= What the task requires =
Restate the full set of records exactly, word for word.

= Raw records =

--- START ---

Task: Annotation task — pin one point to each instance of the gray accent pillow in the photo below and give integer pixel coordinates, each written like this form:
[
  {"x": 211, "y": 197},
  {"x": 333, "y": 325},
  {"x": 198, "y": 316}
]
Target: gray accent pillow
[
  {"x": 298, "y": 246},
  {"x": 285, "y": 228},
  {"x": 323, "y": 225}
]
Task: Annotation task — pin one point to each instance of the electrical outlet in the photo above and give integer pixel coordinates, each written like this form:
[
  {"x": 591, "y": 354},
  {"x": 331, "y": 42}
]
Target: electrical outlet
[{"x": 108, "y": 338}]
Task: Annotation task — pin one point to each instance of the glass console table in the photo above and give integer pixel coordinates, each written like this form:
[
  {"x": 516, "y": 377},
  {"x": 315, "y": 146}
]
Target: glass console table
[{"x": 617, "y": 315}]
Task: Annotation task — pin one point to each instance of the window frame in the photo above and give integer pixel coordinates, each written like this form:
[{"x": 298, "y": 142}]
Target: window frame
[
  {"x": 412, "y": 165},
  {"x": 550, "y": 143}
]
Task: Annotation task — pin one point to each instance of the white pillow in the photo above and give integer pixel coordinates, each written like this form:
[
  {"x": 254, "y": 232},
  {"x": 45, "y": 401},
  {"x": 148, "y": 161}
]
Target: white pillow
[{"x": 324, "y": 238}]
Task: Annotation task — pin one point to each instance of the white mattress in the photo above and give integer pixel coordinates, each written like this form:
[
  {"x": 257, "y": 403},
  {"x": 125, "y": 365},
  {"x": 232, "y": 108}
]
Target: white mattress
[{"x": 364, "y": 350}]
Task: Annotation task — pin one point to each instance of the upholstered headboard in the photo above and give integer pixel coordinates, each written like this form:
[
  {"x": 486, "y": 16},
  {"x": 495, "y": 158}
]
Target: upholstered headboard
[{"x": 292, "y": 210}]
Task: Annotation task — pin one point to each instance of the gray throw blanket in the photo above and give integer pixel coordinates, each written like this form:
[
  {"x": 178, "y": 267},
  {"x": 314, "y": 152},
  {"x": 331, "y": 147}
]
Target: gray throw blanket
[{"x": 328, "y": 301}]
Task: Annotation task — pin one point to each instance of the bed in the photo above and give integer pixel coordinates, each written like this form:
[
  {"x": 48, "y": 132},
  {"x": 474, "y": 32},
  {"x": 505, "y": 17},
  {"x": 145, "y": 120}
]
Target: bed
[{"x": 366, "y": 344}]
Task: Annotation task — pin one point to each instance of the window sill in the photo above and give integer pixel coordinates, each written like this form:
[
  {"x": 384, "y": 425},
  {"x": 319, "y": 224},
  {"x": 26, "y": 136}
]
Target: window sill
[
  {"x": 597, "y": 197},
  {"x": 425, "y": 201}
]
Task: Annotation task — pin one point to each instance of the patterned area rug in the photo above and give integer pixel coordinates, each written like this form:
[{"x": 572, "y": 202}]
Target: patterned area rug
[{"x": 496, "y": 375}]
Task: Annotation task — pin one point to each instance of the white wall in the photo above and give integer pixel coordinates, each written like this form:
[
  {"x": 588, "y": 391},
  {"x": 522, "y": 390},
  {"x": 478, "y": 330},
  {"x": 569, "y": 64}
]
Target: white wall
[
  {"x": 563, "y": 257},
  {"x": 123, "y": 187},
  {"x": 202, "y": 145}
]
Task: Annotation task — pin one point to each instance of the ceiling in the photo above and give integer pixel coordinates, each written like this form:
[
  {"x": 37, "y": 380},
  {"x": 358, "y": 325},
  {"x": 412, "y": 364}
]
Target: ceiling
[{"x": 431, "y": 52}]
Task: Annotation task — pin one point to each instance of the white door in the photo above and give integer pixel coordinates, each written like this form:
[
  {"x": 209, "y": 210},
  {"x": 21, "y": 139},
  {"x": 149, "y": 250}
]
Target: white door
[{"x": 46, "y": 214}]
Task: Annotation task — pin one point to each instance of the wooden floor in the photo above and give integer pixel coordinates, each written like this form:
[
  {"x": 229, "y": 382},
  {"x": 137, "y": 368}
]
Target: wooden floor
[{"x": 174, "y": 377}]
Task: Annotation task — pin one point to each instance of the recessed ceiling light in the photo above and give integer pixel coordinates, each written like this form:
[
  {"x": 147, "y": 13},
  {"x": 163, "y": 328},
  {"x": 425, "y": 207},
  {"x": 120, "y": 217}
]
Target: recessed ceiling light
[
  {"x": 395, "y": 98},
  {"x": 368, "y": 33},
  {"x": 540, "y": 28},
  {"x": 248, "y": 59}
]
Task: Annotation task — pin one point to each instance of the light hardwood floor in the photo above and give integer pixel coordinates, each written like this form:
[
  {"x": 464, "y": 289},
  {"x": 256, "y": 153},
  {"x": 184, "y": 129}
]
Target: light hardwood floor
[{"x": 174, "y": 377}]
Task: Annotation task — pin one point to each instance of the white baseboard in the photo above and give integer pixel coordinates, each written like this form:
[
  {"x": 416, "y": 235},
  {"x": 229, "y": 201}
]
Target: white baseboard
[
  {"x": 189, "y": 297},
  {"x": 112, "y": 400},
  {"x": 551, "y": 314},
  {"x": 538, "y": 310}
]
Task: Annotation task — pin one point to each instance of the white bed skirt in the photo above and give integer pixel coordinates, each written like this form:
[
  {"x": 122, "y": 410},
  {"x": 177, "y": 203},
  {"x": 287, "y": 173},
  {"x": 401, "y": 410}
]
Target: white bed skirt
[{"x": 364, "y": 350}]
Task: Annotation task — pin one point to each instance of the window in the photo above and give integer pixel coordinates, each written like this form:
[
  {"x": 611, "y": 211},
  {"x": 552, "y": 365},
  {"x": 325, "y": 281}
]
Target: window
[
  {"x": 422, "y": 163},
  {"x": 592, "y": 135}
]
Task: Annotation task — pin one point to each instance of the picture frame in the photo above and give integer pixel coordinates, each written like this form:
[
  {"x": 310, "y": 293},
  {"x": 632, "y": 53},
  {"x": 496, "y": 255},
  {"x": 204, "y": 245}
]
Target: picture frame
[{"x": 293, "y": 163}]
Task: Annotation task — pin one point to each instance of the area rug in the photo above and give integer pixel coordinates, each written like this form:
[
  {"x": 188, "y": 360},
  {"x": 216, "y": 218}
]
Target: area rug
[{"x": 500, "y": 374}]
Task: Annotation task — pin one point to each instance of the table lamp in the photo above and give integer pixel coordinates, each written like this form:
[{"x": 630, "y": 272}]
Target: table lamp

--- END ---

= Response =
Task: Annotation task — pin one point to each instance of the gray accent pillow in the photo below and give integer pixel coordinates, each written like this form:
[
  {"x": 211, "y": 197},
  {"x": 333, "y": 325},
  {"x": 198, "y": 316}
]
Target: gray accent pillow
[
  {"x": 298, "y": 246},
  {"x": 285, "y": 228},
  {"x": 323, "y": 225}
]
Task: Annotation task — pin one point to each instance of the electrical outlet in the photo above and give integer pixel coordinates, each written like this form:
[
  {"x": 591, "y": 354},
  {"x": 331, "y": 42}
]
Target: electrical outlet
[{"x": 108, "y": 338}]
Task: Annotation task — pin one point to each instance of the glass console table in the photo above and give integer pixel coordinates, each written like this form:
[
  {"x": 516, "y": 377},
  {"x": 315, "y": 146}
]
Target: glass console table
[{"x": 617, "y": 315}]
Task: Annotation task — pin one point to each instance of the window frame in the photo above and give integer pixel coordinates, each written like this form:
[{"x": 298, "y": 142}]
Target: window frame
[
  {"x": 412, "y": 165},
  {"x": 550, "y": 143}
]
Task: Annotation task — pin one point to each instance of the white pillow in the photo above and give integer pixel coordinates, each written like this form:
[
  {"x": 254, "y": 232},
  {"x": 45, "y": 401},
  {"x": 148, "y": 161}
]
Target: white pillow
[{"x": 324, "y": 238}]
Task: Annotation task — pin one point to each instance of the white mattress in the photo above and give integer pixel coordinates, each written like this form:
[
  {"x": 257, "y": 403},
  {"x": 125, "y": 365},
  {"x": 232, "y": 108}
]
Target: white mattress
[{"x": 364, "y": 350}]
Task: Annotation task — pin one point to each instance of the upholstered headboard in the photo above and give integer pixel coordinates, each written like this form:
[
  {"x": 486, "y": 16},
  {"x": 495, "y": 158}
]
Target: upholstered headboard
[{"x": 292, "y": 210}]
Task: Annotation task — pin one point to each instance of the gray throw blanket in the photo above and give integer pixel coordinates, each written like this form:
[
  {"x": 178, "y": 267},
  {"x": 314, "y": 152},
  {"x": 331, "y": 147}
]
Target: gray throw blanket
[{"x": 328, "y": 301}]
Task: Annotation task — pin one point to each instance of the bed in the photo above and give integer pixel coordinates, each written like this form:
[
  {"x": 48, "y": 132},
  {"x": 474, "y": 32},
  {"x": 505, "y": 17},
  {"x": 145, "y": 120}
]
Target: bed
[{"x": 366, "y": 344}]
Task: Annotation task — pin one point to each instance of the window sill in the photo above and give integer pixel coordinates, each written like this form:
[
  {"x": 384, "y": 425},
  {"x": 319, "y": 224},
  {"x": 26, "y": 136}
]
Target: window sill
[
  {"x": 597, "y": 197},
  {"x": 425, "y": 201}
]
Task: Annotation task — pin one point to each instance of the patterned area rug in the photo above and give integer pixel coordinates, each written like this form:
[{"x": 572, "y": 202}]
Target: patterned area rug
[{"x": 496, "y": 375}]
Task: Annotation task — pin one point to each instance of the white wall in the photo above and give integer pixel coordinates, each written like this form:
[
  {"x": 588, "y": 391},
  {"x": 522, "y": 390},
  {"x": 478, "y": 330},
  {"x": 569, "y": 64}
]
Target: white wall
[
  {"x": 563, "y": 257},
  {"x": 123, "y": 187},
  {"x": 202, "y": 145}
]
Task: Annotation task — pin one point to each instance of the ceiling in the photo above and give integer pixel coordinates, each written like this form:
[
  {"x": 37, "y": 380},
  {"x": 358, "y": 325},
  {"x": 412, "y": 364}
]
Target: ceiling
[{"x": 431, "y": 52}]
Task: Annotation task — pin one point to each instance of the white door in the photo above and give integer pixel coordinates, each written like this form:
[
  {"x": 209, "y": 210},
  {"x": 21, "y": 139},
  {"x": 149, "y": 250}
]
Target: white door
[{"x": 46, "y": 214}]
Task: Annotation task — pin one point to each instance of the wooden floor in the photo above and give integer pixel coordinates, each written like this form:
[
  {"x": 229, "y": 382},
  {"x": 137, "y": 368}
]
Target: wooden floor
[{"x": 174, "y": 377}]
Task: Annotation task — pin one point to each instance of the recessed ceiling light in the photo above and give integer pixel coordinates, each written like this form:
[
  {"x": 147, "y": 13},
  {"x": 163, "y": 328},
  {"x": 425, "y": 207},
  {"x": 120, "y": 217}
]
Target: recessed ceiling light
[
  {"x": 395, "y": 98},
  {"x": 368, "y": 33},
  {"x": 540, "y": 28},
  {"x": 248, "y": 59}
]
Task: Annotation task — pin one point to each instance of the light hardwood floor in the photo above and give integer pixel coordinates, each written like this form:
[
  {"x": 464, "y": 289},
  {"x": 256, "y": 153},
  {"x": 184, "y": 129}
]
Target: light hardwood floor
[{"x": 174, "y": 377}]
Task: Annotation task — pin one point to each instance of the white baseboard in the photo above and give integer pixel coordinates, each written like this form:
[
  {"x": 416, "y": 235},
  {"x": 229, "y": 201}
]
Target: white baseboard
[
  {"x": 189, "y": 297},
  {"x": 112, "y": 400},
  {"x": 551, "y": 314},
  {"x": 538, "y": 310}
]
Task: Annotation task — pin one point to each instance of the white bed skirt in the photo above and give integer pixel coordinates, each written like this form:
[
  {"x": 122, "y": 410},
  {"x": 177, "y": 203},
  {"x": 287, "y": 173},
  {"x": 401, "y": 410}
]
Target: white bed skirt
[{"x": 364, "y": 350}]
Task: Annotation task — pin one point to each instance of the window in the photo above and give integer pixel coordinates, each written like this form:
[
  {"x": 611, "y": 211},
  {"x": 552, "y": 365},
  {"x": 325, "y": 281}
]
Target: window
[
  {"x": 422, "y": 163},
  {"x": 592, "y": 135}
]
Task: Annotation task — pin one point to each instance of the picture frame in the photo above and give integer pixel coordinates, each written like this form:
[
  {"x": 310, "y": 293},
  {"x": 632, "y": 53},
  {"x": 496, "y": 255},
  {"x": 204, "y": 245}
]
Target: picture frame
[{"x": 293, "y": 163}]
Task: Annotation task — pin one point to each instance of the area rug in the photo above and give integer pixel coordinates, each written like this form:
[
  {"x": 188, "y": 360},
  {"x": 216, "y": 218}
]
Target: area rug
[{"x": 500, "y": 374}]
Task: Annotation task — pin one point to each instance of the table lamp in the photo above and give integer pixel coordinates, each written like this form:
[{"x": 630, "y": 272}]
Target: table lamp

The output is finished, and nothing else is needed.